====== EXCERPT ======

The Kelsey Take: Newspapers by the Numbers
Summary
Earlier this week, the NAA released its Q1 figures for the financial performance of the newspaper industry. The numbers tell the same old story: Print ad revenues are down, while online revenues saw double-digit percentage growth (although still a drop in the bucket of overall revenues). The numbers are no surprise and also jibe well with TKG data from the most recent User View survey (Wave IV) that show online newspapers rising in use as a source of content (editorial and advertising), while print has declined in this measure. The question isn’t what the numbers show but how (and when) newspapers will react.
Analysis
According to the NAA Q1 figures, online revenues increased 22.3 percent to $750 million when compared with the year-ago period. This marks the 12th consecutive quarter of double-digit growth for online newspaper revenues. The percentage of overall revenues attributed to online is likewise climbing (albeit slowly given the scale of offline revenues). Online now accounts for 7.1 percent of total newspaper ad spending, compared with the 5.5 percent the NAA reported for Q1 2006.
Now the bad news: Overall newspaper ad revenues totaled $10.6 billion in Q1, a 4.8 percent decrease from the year-ago period. The total was of course dragged down by falling print revenues. Ad revenues here were $9.8 billion, down 6.4 percent from a year earlier. As the chart above shows, double-digit classified declines (13.2 percent) were the biggest culprit here.
Breaking this down, automotive fell 20.1 percent to $751.3 million, while recruitment dropped 14.3 percent to $975.3 million; real estate advertising fell 14.2 percent to $953 million; and “other” classifieds were down 0.5 percent to $699.3 million.

====== RECORDED DATA ======

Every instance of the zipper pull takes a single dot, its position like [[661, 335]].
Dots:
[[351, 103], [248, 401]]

======

EXERCISE GOAL » Can you transcribe the whole newspaper revenue article word for word, from its title through its last sentence? You don't need the lines to do this.

TASK RESPONSE »
The Kelsey Take: Newspapers by the Numbers
Summary
Earlier this week, the NAA released its Q1 figures for the financial performance of the newspaper industry. The numbers tell the same old story: Print ad revenues are down, while online revenues saw double-digit percentage growth (although still a drop in the bucket of overall revenues). The numbers are no surprise and also jibe well with TKG data from the most recent User View survey (Wave IV) that show online newspapers rising in use as a source of content (editorial and advertising), while print has declined in this measure. The question isn’t what the numbers show but how (and when) newspapers will react.
Analysis
According to the NAA Q1 figures, online revenues increased 22.3 percent to $750 million when compared with the year-ago period. This marks the 12th consecutive quarter of double-digit growth for online newspaper revenues. The percentage of overall revenues attributed to online is likewise climbing (albeit slowly given the scale of offline revenues). Online now accounts for 7.1 percent of total newspaper ad spending, compared with the 5.5 percent the NAA reported for Q1 2006.
Now the bad news: Overall newspaper ad revenues totaled $10.6 billion in Q1, a 4.8 percent decrease from the year-ago period. The total was of course dragged down by falling print revenues. Ad revenues here were $9.8 billion, down 6.4 percent from a year earlier. As the chart above shows, double-digit classified declines (13.2 percent) were the biggest culprit here.
Breaking this down, automotive fell 20.1 percent to $751.3 million, while recruitment dropped 14.3 percent to $975.3 million; real estate advertising fell 14.2 percent to $953 million; and “other” classifieds were down 0.5 percent to $699.3 million.